_Work to be completed_
Copy the data that follows exactly as it is, excluding all pictures.

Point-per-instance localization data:

....................

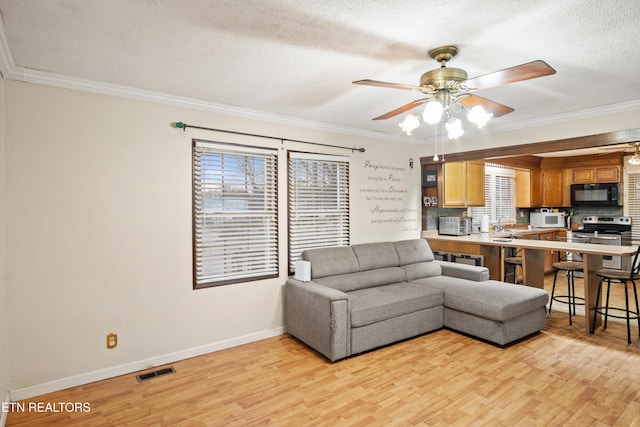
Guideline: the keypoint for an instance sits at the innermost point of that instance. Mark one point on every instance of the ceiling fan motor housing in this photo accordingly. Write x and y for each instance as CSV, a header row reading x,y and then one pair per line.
x,y
443,78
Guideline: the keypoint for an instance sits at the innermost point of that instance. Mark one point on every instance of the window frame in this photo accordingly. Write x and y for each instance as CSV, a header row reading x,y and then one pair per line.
x,y
493,172
249,215
335,208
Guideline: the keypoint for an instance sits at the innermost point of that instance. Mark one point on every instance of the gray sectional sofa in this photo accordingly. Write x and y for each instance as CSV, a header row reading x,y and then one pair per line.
x,y
365,296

....................

_Exercise output_
Guideline: the keypoint for an instance sits at the innermost point of that instance. Mark one point on every instance of the ceiling fan motor housing in this photo accordingly. Write x and y for each instance as CSV, a header row reading x,y and then one pair per line.
x,y
443,78
Guideline: the keypoint for an instance sits at the innermost point of that instance. Mark one point on every instance of the window frame in this photo accordingly. Write x and y for each instance as CSV, a header row reading x,y and then one pair per line.
x,y
493,172
249,215
335,208
Guideline: the keypoint for an instance sits at the innermost point of that instance. Mark one point on every instance of the gray sectional sofa in this photo accordingly. Write x and y for each instance as CSV, a header row reading x,y and then one pair per line.
x,y
365,296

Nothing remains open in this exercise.